# Problems with sharks?



## etrade92 (Jul 30, 2015)

So today 9/13/15 I went to the west beach inlet to do some fishing. I got there around 9am or so and had a nice north wind and beautiful water. I was about waste deep on the gulf side and catching blue and lady fish, just kinda messing around. I spot a big (6' or bigger) bull shark heading east and about 50 yards out.. Okay no big deal, I wont bother him and he wont bother me. Well I subconsciously continue fishing while watching him swim around the surf a few times. Without thinking I set the hook on a lady fish and the shark hones in on my location. So I am backing out of the water, watching the shark and reeling in a wounded fish. I get the fish and am vigorously trying to get the hook out when the bull charges at me. At this point I am panicking, I jab my rod at him a few times but I don't think my Kistler did any good. Luckily he wasn't that hungry and I annoyed him enough to swim off. I got the lady fish off the hook, threw him back and got out of the water. I went and met some friends a few miles down the beach and saw two more through out the course of the day. With that hair raising day, how do yall deal with the sharks when surf fishing? After it was all said and done it was a little more unsettling than I like.


----------



## Realtor (Oct 1, 2007)

waist deep in the surf, catching lady fish. the shark zeros in on the fighting fish. you call that a problem with a shark? That's what they do. Not poking, but, what did you expect the shark to do?

+ + +

_AIM 1:_ Reproduce verbatim the passage of the shark thread between "## Realtor (Oct" and "shark to do?", inclusive.
_AIM 2:_ Name every kind of fish mentioned in the shark thread, counting the shark itself.
_AIM 3:_ Write the next portion of the shark thread, picking up after its final sentence.

_RECORDED INFORMATION:_
+ + +

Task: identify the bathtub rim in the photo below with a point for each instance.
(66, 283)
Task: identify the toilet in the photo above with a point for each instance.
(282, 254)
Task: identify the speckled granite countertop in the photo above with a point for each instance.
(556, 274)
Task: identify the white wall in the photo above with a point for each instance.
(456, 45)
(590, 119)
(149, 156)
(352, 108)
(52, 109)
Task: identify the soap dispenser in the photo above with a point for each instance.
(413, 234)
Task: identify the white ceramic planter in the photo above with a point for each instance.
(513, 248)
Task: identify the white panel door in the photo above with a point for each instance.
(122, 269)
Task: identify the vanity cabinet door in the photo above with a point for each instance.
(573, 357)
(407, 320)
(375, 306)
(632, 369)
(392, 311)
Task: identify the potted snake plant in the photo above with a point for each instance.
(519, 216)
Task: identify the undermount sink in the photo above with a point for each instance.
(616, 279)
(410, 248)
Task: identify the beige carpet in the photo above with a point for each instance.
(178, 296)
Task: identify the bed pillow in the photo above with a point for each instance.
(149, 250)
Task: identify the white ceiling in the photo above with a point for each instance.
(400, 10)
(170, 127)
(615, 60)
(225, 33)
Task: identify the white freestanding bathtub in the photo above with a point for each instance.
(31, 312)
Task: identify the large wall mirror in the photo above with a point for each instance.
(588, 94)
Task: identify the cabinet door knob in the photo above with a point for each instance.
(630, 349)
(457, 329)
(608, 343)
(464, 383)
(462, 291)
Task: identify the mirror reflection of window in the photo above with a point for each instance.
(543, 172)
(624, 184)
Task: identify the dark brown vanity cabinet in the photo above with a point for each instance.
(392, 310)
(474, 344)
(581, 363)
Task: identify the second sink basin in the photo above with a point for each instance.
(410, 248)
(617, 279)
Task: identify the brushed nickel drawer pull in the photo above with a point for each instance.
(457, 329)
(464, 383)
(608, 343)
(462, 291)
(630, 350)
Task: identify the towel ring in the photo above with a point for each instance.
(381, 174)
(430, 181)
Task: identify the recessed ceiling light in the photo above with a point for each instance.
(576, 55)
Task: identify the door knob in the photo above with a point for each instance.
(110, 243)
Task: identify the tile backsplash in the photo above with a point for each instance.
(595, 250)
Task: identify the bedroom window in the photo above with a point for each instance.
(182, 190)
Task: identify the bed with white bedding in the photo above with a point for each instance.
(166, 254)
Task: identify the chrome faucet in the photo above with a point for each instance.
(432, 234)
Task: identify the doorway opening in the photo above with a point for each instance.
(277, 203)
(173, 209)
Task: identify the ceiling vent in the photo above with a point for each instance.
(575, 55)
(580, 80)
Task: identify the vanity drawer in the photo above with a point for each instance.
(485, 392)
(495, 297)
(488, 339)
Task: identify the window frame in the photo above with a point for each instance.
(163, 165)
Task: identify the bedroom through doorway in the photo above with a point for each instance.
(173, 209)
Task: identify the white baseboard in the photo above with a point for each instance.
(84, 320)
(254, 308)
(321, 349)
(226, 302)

+ + +

_OUTPUT 1:_
## Realtor (Oct 1, 2007)

waist deep in the surf, catching lady fish. the shark zeros in on the fighting fish. you call that a problem with a shark? That's what they do. Not poking, but, what did you expect the shark to do?

_OUTPUT 2:_ Blue, lady fish, bull shark

_OUTPUT 3:_
I suggest staying knee deep and casting out a little farther? 

I don't spend a lot of time in the surf, but from what little I know, you witnessed nature in in full effect here.....

catch anything other than lady's?


----------



## etrade92 (Jul 30, 2015)

Ohhh I agree with you 100% it was what the shark naturally does. I was just in awe that he wasn't afraid of me at all. Unfortunately it was all lady and blues.


----------



## polar21 (Nov 5, 2007)

It gets alot more fun when you are 100ft below the surface...


----------



## SWAngler (Sep 13, 2014)

When one is circling you like that, just keep in mind that it probably doesn't like the taste of human flesh. On the off chance it does, then suck it up and bravely accept your role in the food chain.


----------



## wtbfishin (Dec 2, 2011)

I'm pretty sure those BULLS aren't afraid of nut'in.


----------



## ranger250x (May 30, 2015)

Im gonna have to get out ans throw some cut bait at these bulls and blacktips in the morning if i could ever just quit being lazy and get out of bed


----------



## raptor45 (May 7, 2015)

I don't get to surf fish much but I do love it, particularly with my 9/10 wt Beulah fly rod.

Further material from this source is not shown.